-- GIVEN RECORDS follows --

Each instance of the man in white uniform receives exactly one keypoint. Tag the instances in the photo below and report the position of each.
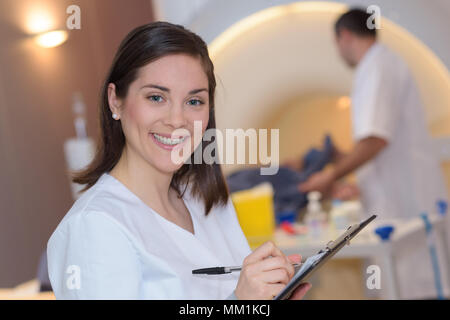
(398, 174)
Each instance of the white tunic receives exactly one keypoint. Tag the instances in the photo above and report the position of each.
(111, 245)
(405, 179)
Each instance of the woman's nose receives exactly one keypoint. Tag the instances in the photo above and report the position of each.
(176, 117)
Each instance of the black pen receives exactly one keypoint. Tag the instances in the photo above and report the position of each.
(222, 270)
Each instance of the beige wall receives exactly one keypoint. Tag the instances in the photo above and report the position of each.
(36, 87)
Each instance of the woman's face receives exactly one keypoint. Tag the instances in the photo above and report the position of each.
(168, 94)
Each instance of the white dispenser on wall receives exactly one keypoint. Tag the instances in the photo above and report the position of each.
(80, 150)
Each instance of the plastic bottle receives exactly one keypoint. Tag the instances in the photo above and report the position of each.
(338, 216)
(315, 218)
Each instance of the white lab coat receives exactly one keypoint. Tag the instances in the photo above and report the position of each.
(110, 245)
(405, 179)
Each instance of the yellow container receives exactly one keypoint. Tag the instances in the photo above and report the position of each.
(255, 212)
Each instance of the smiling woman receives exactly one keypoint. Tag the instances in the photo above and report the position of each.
(144, 222)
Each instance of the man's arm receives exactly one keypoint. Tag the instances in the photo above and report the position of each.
(365, 150)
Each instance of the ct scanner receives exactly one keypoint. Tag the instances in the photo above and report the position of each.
(276, 66)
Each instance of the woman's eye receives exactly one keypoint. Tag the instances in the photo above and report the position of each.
(195, 102)
(155, 98)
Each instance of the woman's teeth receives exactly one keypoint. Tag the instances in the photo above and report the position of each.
(168, 141)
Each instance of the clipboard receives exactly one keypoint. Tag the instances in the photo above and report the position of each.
(313, 263)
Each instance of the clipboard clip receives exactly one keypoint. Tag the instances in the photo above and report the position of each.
(343, 238)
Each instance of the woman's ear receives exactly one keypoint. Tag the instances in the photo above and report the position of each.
(113, 101)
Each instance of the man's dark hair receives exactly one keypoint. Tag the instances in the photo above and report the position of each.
(355, 20)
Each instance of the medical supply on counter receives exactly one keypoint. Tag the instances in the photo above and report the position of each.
(384, 232)
(316, 218)
(431, 242)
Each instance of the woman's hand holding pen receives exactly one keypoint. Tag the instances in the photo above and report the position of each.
(265, 272)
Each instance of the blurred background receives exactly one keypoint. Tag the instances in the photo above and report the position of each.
(290, 77)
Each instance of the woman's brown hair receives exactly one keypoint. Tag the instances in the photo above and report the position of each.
(140, 47)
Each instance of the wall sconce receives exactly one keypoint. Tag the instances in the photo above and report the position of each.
(51, 39)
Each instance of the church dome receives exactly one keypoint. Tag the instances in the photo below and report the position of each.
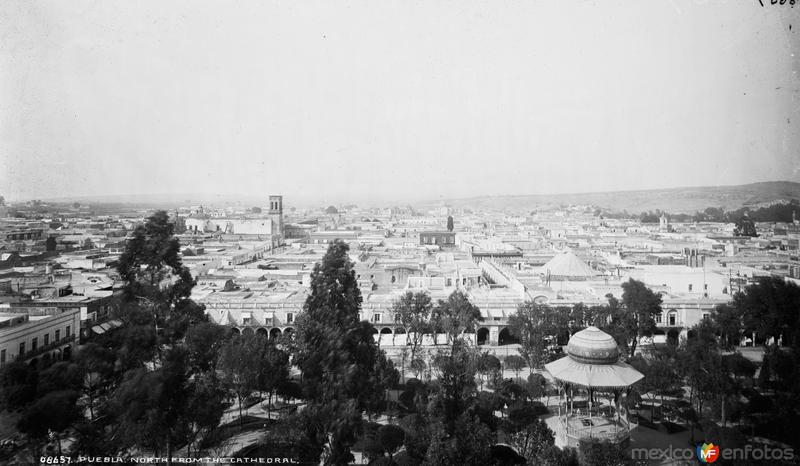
(593, 346)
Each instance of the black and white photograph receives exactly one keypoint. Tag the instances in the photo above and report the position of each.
(400, 232)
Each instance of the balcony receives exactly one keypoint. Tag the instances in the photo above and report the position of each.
(48, 347)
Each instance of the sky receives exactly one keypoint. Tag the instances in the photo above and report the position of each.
(373, 101)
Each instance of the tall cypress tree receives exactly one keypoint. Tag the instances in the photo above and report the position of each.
(343, 369)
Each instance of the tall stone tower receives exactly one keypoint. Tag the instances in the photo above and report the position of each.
(276, 214)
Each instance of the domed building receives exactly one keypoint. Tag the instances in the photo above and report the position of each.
(592, 383)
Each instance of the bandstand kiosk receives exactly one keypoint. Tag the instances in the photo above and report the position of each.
(592, 383)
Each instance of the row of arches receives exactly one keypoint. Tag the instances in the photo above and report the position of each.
(274, 332)
(59, 354)
(482, 335)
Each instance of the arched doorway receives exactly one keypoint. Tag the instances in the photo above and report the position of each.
(672, 336)
(505, 338)
(385, 331)
(483, 336)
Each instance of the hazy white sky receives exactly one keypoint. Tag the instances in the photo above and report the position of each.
(355, 100)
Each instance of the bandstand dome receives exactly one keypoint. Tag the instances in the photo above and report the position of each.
(593, 361)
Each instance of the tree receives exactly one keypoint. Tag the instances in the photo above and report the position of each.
(533, 324)
(455, 316)
(536, 386)
(338, 357)
(384, 440)
(730, 322)
(251, 363)
(151, 408)
(701, 363)
(531, 438)
(17, 385)
(417, 367)
(54, 412)
(769, 308)
(203, 341)
(487, 364)
(594, 452)
(414, 310)
(97, 365)
(468, 444)
(157, 283)
(456, 384)
(636, 318)
(515, 363)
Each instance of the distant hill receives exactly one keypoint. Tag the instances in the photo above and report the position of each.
(674, 200)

-- GIVEN RECORDS concluded --

### EXERCISE INSTRUCTIONS
Transcribe the material as is, with images omitted.

### WORKED SOLUTION
Each instance of the man in white uniform receives exactly one keypoint. Tag the instances in the photo below and report the position of each.
(398, 174)
Each instance of the white tunic receives exactly one keypoint. Tag the instances in the photo above and report the position of each.
(111, 245)
(405, 179)
Each instance of the woman's nose receives exactly one keypoint. Tag the instances in the photo above and report the position of each.
(176, 117)
Each instance of the black pen receives exactly one keypoint. Tag the instances in the photo above and report the position of each.
(222, 270)
Each instance of the beige wall receives exactly one keypoint. Tag the instances in the photo above and report the position of each.
(36, 87)
Each instance of the woman's face receives exactly one keypoint. Tag the instances in the photo above and report the position of each.
(168, 94)
Each instance of the white dispenser on wall receives exactly one keypoint. Tag the instances in the photo above and report the position of each.
(80, 150)
Each instance of the plastic bottle receives exactly one keypoint. Tag the instances in the photo above and report the position of each.
(338, 216)
(315, 218)
Each instance of the white lab coat receives exactly one keypoint. Tag the instances in the photo above and report the position of each.
(110, 245)
(405, 179)
Each instance of the yellow container receives exactly one keypoint. Tag the instances in the photo above and report the position of each.
(255, 212)
Each instance of the smiling woman receives exactly one keypoint. Tag the instances in the photo above and report the position of each.
(144, 222)
Each instance of the man's arm receives exactly one keypoint. Tag the instances in the photo above and report the position of each.
(365, 150)
Each instance of the ct scanner receives exactly one keypoint. Tag the instances in the photo above and report the position of each.
(276, 66)
Each instance of the woman's eye receives exactly one keypoint. Tag the instances in the photo above and report the position of each.
(195, 102)
(155, 98)
Each instance of the woman's teeth receives exactly one keypoint. Tag the instances in the photo above and report the position of each.
(168, 141)
Each instance of the clipboard receives exactly one keypoint. Tag the instances in the photo above and report the position of each.
(313, 263)
Each instance of the clipboard clip receives exactly one keypoint. Tag the instances in the photo above and report the position of each.
(343, 238)
Each instance of the woman's ear receives exactly one keypoint. Tag the instances in the photo above and report the position of each.
(113, 101)
Each instance of the man's dark hair receives exactly one keypoint. Tag the instances in the photo above and report the position of each.
(355, 20)
Each instance of the medical supply on counter receives exactly one keypoint. Tag the instances in the photo above and report the position of each.
(384, 232)
(316, 218)
(431, 242)
Each instance of the woman's hand holding pen receives exactly one keypoint. Tag the instances in the photo above and report the position of each.
(265, 272)
Each instance of the blurred background receives exactly one keypoint. Tag the instances in the photo above and report the position of each.
(290, 77)
Each instance of the woman's brown hair receives exactly one keypoint. Tag the instances in the photo above and report the position of each.
(140, 47)
Each instance of the wall sconce receives exactly one keypoint. Tag the instances in the photo above and report the position of each.
(51, 39)
Each instance of the church dome receives exactly one keypoint. Tag the instances in the photo below and report the position of each.
(593, 346)
Each instance of the black and white photograph receives exactly one keypoint. Tag the instances in the photo above and report the position of each.
(400, 232)
Each instance of the balcony receives exactly one keypoint. Tag the instances in the photo above and report the position of each.
(48, 347)
Each instance of the sky receives exactly one keypoint. Tag the instances in the photo above and report the position of each.
(373, 101)
Each instance of the tall cypress tree receives exactly one keypoint. Tag the instances in the photo above and report the position of each.
(343, 369)
Each instance of the tall stone tower receives exactly one keypoint. Tag the instances in the photo above and report the position of each.
(276, 214)
Each instance of the domed building receives exactly one keypoint. Tag the instances in the photo above and report the position of each.
(592, 383)
Each instance of the bandstand kiosk receives exactly one keypoint. Tag the instances in the photo above and report the position of each.
(592, 383)
Each instance of the row of arches receives exactly one keypoint. Tag the instances in the photo above and report the position of each.
(274, 332)
(59, 354)
(482, 335)
Each instance of the arched doorway receives exactly one keypoint. Tag the instances in the photo above and report the position of each.
(672, 336)
(505, 338)
(385, 331)
(483, 336)
Each instance of the hazy white sky receives exactly one keypoint. Tag the instances in the photo above and report the position of each.
(355, 100)
Each instance of the bandstand dome receives exactly one keypoint. Tag the instances in the photo above and report the position of each.
(593, 361)
Each instance of the tree receives exactly one keypoint. Tag the instances in the photo above and report the position of each.
(533, 324)
(455, 316)
(536, 386)
(338, 357)
(384, 440)
(730, 322)
(251, 363)
(151, 408)
(701, 363)
(531, 438)
(17, 385)
(417, 367)
(54, 412)
(769, 308)
(203, 341)
(487, 364)
(594, 452)
(414, 310)
(97, 365)
(468, 444)
(157, 283)
(456, 384)
(636, 318)
(515, 363)
Each instance of the distant hill receives exactly one keypoint. Tag the instances in the photo above and report the position of each.
(674, 200)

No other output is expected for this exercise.